== Stored items ==

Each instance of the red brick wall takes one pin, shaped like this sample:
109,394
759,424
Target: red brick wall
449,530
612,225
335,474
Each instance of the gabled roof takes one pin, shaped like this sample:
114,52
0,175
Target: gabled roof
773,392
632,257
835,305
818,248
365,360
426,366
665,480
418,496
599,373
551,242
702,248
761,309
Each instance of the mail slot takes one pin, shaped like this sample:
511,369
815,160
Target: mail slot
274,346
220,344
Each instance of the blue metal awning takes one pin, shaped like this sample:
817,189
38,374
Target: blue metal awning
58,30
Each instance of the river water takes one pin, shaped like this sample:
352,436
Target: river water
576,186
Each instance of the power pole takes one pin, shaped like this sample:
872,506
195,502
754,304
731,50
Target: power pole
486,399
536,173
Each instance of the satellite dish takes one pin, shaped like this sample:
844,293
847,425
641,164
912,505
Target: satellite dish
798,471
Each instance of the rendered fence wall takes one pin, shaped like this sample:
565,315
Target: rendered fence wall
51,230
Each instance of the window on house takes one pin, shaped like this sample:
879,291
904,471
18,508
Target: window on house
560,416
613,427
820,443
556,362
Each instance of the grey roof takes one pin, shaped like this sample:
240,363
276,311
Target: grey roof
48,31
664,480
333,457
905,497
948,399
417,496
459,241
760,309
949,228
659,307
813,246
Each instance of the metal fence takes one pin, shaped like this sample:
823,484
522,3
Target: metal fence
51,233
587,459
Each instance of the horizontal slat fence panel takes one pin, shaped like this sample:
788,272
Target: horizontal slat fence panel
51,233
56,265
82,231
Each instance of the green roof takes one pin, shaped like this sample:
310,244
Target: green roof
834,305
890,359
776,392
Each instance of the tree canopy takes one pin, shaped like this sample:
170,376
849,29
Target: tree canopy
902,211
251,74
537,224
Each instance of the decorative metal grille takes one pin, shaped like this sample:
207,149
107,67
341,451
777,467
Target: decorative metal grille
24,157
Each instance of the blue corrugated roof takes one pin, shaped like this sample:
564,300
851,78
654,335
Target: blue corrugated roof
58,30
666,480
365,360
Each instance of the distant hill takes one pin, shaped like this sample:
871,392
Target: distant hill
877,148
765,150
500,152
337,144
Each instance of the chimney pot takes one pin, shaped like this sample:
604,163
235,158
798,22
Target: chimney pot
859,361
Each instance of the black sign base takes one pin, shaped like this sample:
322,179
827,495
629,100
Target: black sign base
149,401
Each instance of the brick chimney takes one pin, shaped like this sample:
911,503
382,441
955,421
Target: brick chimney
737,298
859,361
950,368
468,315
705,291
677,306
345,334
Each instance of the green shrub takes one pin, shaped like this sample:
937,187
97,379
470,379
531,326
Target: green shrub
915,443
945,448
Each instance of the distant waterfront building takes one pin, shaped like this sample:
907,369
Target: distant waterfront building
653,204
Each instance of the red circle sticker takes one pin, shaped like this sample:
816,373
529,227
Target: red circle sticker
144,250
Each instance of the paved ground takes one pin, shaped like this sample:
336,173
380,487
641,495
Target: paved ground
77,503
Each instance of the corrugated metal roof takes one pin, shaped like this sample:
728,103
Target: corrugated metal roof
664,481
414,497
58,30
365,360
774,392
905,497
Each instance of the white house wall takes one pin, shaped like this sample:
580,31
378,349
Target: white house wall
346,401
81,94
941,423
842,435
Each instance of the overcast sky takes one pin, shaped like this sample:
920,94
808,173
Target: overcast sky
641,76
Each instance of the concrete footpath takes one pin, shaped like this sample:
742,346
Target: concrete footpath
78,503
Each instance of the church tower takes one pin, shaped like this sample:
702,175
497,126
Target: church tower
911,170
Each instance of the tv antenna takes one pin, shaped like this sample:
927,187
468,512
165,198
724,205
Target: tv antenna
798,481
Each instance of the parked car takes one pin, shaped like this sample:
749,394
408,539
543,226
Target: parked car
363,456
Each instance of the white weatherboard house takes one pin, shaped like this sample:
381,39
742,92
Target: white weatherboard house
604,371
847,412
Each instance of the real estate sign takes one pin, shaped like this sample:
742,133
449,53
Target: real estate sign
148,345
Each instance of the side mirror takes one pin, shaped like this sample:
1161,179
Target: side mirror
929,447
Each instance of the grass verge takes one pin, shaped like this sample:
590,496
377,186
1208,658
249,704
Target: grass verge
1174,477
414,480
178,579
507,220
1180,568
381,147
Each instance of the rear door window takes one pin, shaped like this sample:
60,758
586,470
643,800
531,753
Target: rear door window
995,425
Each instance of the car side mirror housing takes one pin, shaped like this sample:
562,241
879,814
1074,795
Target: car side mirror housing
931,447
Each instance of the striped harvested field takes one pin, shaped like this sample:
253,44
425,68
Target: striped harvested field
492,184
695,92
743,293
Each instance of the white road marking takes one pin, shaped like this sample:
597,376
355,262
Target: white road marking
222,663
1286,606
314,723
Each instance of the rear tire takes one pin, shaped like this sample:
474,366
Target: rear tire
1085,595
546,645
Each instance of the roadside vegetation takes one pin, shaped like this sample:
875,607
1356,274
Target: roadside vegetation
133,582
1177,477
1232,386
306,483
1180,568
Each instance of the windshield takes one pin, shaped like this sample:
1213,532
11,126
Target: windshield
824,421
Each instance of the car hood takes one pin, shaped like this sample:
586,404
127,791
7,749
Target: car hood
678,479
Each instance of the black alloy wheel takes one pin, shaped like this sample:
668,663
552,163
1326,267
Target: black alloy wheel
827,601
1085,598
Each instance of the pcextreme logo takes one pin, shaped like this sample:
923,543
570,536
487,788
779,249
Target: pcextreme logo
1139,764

== What you should do ==
Switch each "takes one pin" in the records above to "receives one point" and write out all the lines again with nothing else altered.

== Result for this task ==
Each instance of the red brick wall receives one point, shaped like this sample:
109,394
759,424
Target: red brick wall
449,530
612,225
335,474
Each instance of the gabled roof receives one point, shaped like this sample:
114,52
0,175
Target: gabled roof
773,392
632,257
835,305
818,248
365,360
426,366
665,480
418,496
599,373
551,242
702,248
761,309
Each instance of the mail slot receives one point, shaped like this sample:
511,369
815,160
Target: mail slot
274,346
220,344
Each instance of the blue metal awning receives one point, shaped like this sample:
817,189
38,374
Target: blue metal awning
58,30
Each instance of the river water receives one point, shaped like this sample:
352,436
Target: river water
576,186
Each instance of the power pole receives one point, shaped like this sample:
872,506
195,502
754,304
731,50
Target: power pole
486,399
536,173
Each instance of the satellite dish receives one point, shaped like this sample:
844,293
847,425
641,164
912,505
Target: satellite dish
798,471
Each instance of the rendered fence wall receives one point, shaped like this sample:
565,315
Target: rendered fence wall
51,230
Each instance of the window on house receives one point, shaped like this sample:
879,291
904,471
18,508
Target: window on house
560,416
613,427
820,443
556,362
Each instance of the grey roof receives one point, shaped like this sample:
240,363
276,311
Target: grey roof
48,31
664,480
333,457
905,497
948,399
417,496
459,241
760,309
949,228
659,307
813,246
Each instance of the metal fence receives one point, shaped like this sample:
823,484
522,3
Target: metal fence
51,233
587,459
Each instance of the horizontal slat fence panel receives one point, shaped like this sample:
788,272
Target: horizontal slat fence panel
51,233
56,265
82,231
Each instance of the green roof receives one point, shaped like this sample:
310,244
Target: green roof
834,305
890,359
776,392
Each instance of the tree canopy receives one point, shaped like this sample:
170,376
849,29
Target: tree canopy
902,211
251,74
537,224
Each instance of the decorative metal grille receives one point, shaped like this sample:
207,149
107,67
341,451
777,467
Target: decorative metal grille
24,157
Each instance of the blue corrugated roof receives one point, shaped like this sample:
564,300
851,78
654,335
Target: blue corrugated roof
58,30
666,480
365,360
Each instance of the distant hill receives one point, shaped like this sample:
871,392
Target: distant hill
877,148
765,150
500,152
337,144
Each instance of the chimney pot receives one point, shaped like this sample:
604,163
235,158
798,22
Target: chimney pot
859,361
Each instance of the black sign base receives one point, shaped like this sample:
322,179
827,495
629,100
Target: black sign base
149,401
Each instance of the brick chimney receives one point, shaped like this sample:
911,503
382,441
955,421
Target: brick chimney
737,298
859,361
950,368
468,315
705,291
677,306
345,334
Each instance of the green shrub receives one point, shaped like this sample:
937,187
97,379
470,379
531,326
Target: green shrub
915,443
945,448
Each instance of the distant waterfront building receives one point, shaped like this sample:
907,369
Target: distant waterfront building
653,204
Each instance of the red circle sticker receives one point, shaped like this sample:
816,373
529,227
Target: red circle sticker
144,250
Each instance of the paved ground receives one point, shaped like this sample:
336,173
380,487
641,495
Target: paved ground
77,503
Each instance of the corrugated metal roof receives one point, shaped like this sample:
728,103
Target: corrugated metal roof
664,481
414,497
58,30
365,360
774,392
905,497
Each instance of the white house wall receives one point, shaped like this sample:
580,31
378,349
Target: white house wall
346,401
81,94
941,423
842,435
Each instance of the overcast sky receives one point, shaped like this sample:
920,94
808,173
Target: overcast sky
641,76
Each instance of the concrete footpath receives one point, shaped like this sample:
742,346
Target: concrete footpath
78,503
Each instance of the church tower receives one point, shaped like this sample:
702,175
497,126
Target: church tower
911,170
Each instance of the tv antenna receives one point, shaped like this sample:
927,187
468,512
165,198
724,205
Target: tv antenna
798,481
Each instance of the parked car receives one point, shaped like this sample:
749,394
408,539
543,226
Target: parked car
363,456
Each instance of the white weatherboard house receives one point, shaped like this sample:
381,39
742,92
Target: white weatherboard house
604,371
847,412
Each instance of the real estate sign receives one point, shaped like this sample:
742,133
449,53
Target: real estate sign
148,345
Each instance of the side mirror receives one point, shaped like this sample:
1161,179
Target: side mirror
929,447
Each instance of the grass verge receives one point, shaped like this sample:
590,496
377,186
1208,658
249,704
Target: grass verge
1174,477
414,480
178,579
507,220
1180,568
381,147
Each instance of the rear door window receives one point, shaped like this sample:
60,758
586,470
643,800
531,753
Target: rear door window
995,425
Each instance of the car side mirror housing receives one point, shaped like this sample:
562,241
879,814
1074,795
Target: car side mirror housing
931,447
Each instance of the striped harvested field receives one point, shaped like this sample:
253,44
425,68
Target: striped harvested field
492,184
695,92
743,293
Each instance of the white road marking receives one point, shaped like this sample:
597,376
355,262
Target: white road marking
222,663
1286,606
314,723
Each instance of the rear tire receives one point, shaped like this sample:
474,366
Target: rear tire
1085,595
546,645
Each instance of the roadside vegetation receives one point, shaped like this sample:
875,607
1356,274
Target: roadside vegetation
133,582
1177,477
1232,386
306,483
1180,568
Each instance of the windshield receives one point, shaped like this sample:
1213,532
11,126
Target: windshield
824,421
Each instance of the car hood receives one point, shaped like this sample:
586,404
127,791
7,749
Target: car hood
678,479
Each instance of the black alloy wheel receives one point, shaped like this sample:
668,663
552,163
1326,267
Target: black alloy wheel
827,601
1085,598
Each instance of the pcextreme logo receives one point, shaped like this sample:
923,543
570,536
487,788
779,249
Target: pcextreme logo
1139,764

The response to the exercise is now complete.